'''

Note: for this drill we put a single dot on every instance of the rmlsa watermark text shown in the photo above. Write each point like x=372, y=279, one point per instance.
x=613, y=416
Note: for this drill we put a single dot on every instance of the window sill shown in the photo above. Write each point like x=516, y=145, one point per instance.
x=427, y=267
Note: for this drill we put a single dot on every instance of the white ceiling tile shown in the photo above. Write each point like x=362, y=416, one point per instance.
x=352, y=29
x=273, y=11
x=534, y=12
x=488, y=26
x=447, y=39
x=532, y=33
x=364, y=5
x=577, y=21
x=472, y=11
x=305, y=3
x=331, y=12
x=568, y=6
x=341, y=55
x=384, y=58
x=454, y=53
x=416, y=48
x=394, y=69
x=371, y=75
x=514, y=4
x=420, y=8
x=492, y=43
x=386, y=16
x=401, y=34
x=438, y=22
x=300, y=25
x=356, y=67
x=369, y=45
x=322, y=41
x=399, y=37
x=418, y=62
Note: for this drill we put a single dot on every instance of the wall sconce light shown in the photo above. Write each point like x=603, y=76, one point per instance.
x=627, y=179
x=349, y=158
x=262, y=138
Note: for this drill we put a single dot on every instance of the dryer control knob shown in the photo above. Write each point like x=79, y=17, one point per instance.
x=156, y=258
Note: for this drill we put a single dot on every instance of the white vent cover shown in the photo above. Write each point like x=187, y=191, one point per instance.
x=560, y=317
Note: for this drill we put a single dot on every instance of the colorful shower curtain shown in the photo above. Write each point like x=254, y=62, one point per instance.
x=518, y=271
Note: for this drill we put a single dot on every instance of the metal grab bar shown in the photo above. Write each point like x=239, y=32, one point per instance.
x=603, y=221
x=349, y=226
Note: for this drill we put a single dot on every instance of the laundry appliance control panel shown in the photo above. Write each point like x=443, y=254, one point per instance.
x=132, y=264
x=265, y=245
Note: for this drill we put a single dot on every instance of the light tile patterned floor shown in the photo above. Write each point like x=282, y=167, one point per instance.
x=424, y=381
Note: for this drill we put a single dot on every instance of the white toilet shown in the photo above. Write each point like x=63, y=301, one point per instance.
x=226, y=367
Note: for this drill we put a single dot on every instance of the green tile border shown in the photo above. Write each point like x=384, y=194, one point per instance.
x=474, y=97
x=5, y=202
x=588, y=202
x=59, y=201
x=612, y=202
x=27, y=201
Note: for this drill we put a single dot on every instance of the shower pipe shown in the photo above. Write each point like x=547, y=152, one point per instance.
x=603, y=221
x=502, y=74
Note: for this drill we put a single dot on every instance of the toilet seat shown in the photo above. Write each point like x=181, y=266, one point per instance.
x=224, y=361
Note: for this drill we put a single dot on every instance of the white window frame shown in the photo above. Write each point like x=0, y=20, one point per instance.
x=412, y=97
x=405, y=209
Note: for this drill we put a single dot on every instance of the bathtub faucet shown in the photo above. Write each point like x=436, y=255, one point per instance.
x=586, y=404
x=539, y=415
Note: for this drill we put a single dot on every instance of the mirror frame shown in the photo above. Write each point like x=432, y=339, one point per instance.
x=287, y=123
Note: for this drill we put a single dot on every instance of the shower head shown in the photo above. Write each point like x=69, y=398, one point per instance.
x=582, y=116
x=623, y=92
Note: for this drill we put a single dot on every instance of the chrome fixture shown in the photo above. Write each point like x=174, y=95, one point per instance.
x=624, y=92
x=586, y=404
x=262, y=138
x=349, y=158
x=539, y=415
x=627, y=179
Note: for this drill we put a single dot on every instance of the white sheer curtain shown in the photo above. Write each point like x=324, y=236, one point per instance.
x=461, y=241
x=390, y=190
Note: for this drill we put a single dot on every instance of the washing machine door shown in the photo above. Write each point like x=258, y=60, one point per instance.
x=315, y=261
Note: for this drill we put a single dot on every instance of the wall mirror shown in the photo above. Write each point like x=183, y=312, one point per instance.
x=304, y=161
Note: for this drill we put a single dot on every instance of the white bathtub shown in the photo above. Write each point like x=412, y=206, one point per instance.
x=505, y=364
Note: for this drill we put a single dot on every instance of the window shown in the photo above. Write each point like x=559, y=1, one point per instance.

'''

◆ **Description of the task**
Retype the whole listing above exactly as it appears.

◆ **Output**
Note: for this drill we put a single dot on every instance of the rmlsa watermark text shown in the photo above. Write each point like x=372, y=279, one point per instance.
x=613, y=416
Note: for this drill we put a single dot on every instance of the window sill shown in the photo above. Write each point like x=516, y=145, one point per instance.
x=427, y=267
Note: for this drill we put a single dot on every instance of the white ceiling tile shown in the photo above. Write each point like x=362, y=416, one point per instance.
x=352, y=29
x=273, y=11
x=534, y=12
x=488, y=26
x=447, y=39
x=532, y=33
x=364, y=5
x=577, y=21
x=472, y=11
x=305, y=3
x=331, y=12
x=568, y=6
x=341, y=55
x=384, y=58
x=454, y=53
x=416, y=48
x=394, y=69
x=371, y=75
x=514, y=4
x=420, y=8
x=492, y=43
x=386, y=16
x=401, y=34
x=438, y=22
x=300, y=25
x=356, y=67
x=369, y=45
x=322, y=41
x=399, y=37
x=418, y=62
Note: for this drill we put a single dot on every instance of the wall sconce light shown in the photo above. Write each point like x=603, y=76, one point per instance.
x=627, y=179
x=349, y=158
x=262, y=138
Note: for this drill we put a single dot on every instance of the dryer control knob shown in the photo above. Write each point like x=79, y=17, one point per instance.
x=156, y=258
Note: for this drill we put a single dot on every instance of the white vent cover shown in the photo above. Write each point like x=187, y=191, one point per instance.
x=560, y=317
Note: for this drill we put a single dot on every instance of the colorful shower curtain shown in the photo above. Write each point like x=254, y=62, one point per instance.
x=518, y=271
Note: for this drill we put a single dot on every instance of the metal grab bar shown in the photo above. Write each point like x=239, y=32, one point per instance.
x=603, y=221
x=349, y=226
Note: for this drill we put a single dot on every instance of the laundry appliance control panel shown in the photo above. Write each point like x=443, y=254, one point per instance.
x=132, y=264
x=265, y=245
Note: for this drill we put a single dot on every instance of the light tile patterned floor shown in the photo above. Write each point like x=282, y=167, one point per instance.
x=424, y=381
Note: for this drill we put a single dot on every instance of the white toilet shown in the photo above. Write each point like x=63, y=301, one point per instance.
x=226, y=367
Note: for this drill we put a single dot on every instance of the green tile border shown in the photo above. Write each point like x=384, y=194, one point per instance.
x=474, y=97
x=5, y=202
x=588, y=202
x=59, y=201
x=612, y=202
x=27, y=201
Note: for this drill we put a single dot on every instance of the shower pipe shown in the photo above. Write each point like x=547, y=152, one point per instance.
x=603, y=221
x=502, y=74
Note: for this drill we put a single dot on every instance of the toilet seat shown in the photo above. Write each point like x=181, y=266, one point per instance.
x=224, y=361
Note: for this drill we put a single dot on every instance of the white window frame shown in the photo above. Write each point like x=0, y=20, one point per instance.
x=412, y=97
x=405, y=209
Note: for this drill we put a single dot on every instance of the bathtub faucet shown in the photo above. Write each point like x=436, y=255, one point per instance.
x=586, y=404
x=539, y=415
Note: for this drill we put a single dot on every instance of the mirror frame shown in the photo above. Write each point like x=432, y=339, one point per instance.
x=287, y=123
Note: for this drill we put a single dot on every instance of the shower head shown in the photo above. Write each point like x=69, y=398, one point per instance.
x=582, y=116
x=623, y=92
Note: for this drill we put a single dot on every instance of the chrome fixture shown in the photo above. Write each point like x=174, y=95, one point per instance.
x=624, y=92
x=586, y=404
x=262, y=138
x=349, y=158
x=539, y=415
x=627, y=179
Note: for this drill we put a single dot on every instance of the white sheer curtain shown in the photo above. Write each point like x=324, y=236, one point per instance.
x=461, y=241
x=390, y=190
Note: for this drill we put a single dot on every instance of the washing machine door shown in the photo above. Write each point like x=258, y=60, one point per instance.
x=315, y=261
Note: for this drill we put a single dot on every instance of the wall mirror shown in the photo above. Write each point like x=183, y=312, one point per instance.
x=304, y=161
Note: for this drill we put a single dot on every instance of the white bathtub shown in the photo above. Write each point like x=412, y=206, one point per instance.
x=505, y=364
Note: for this drill we put a single dot on every instance of the window shown in the photo above. Write each point like x=559, y=1, one point per instance.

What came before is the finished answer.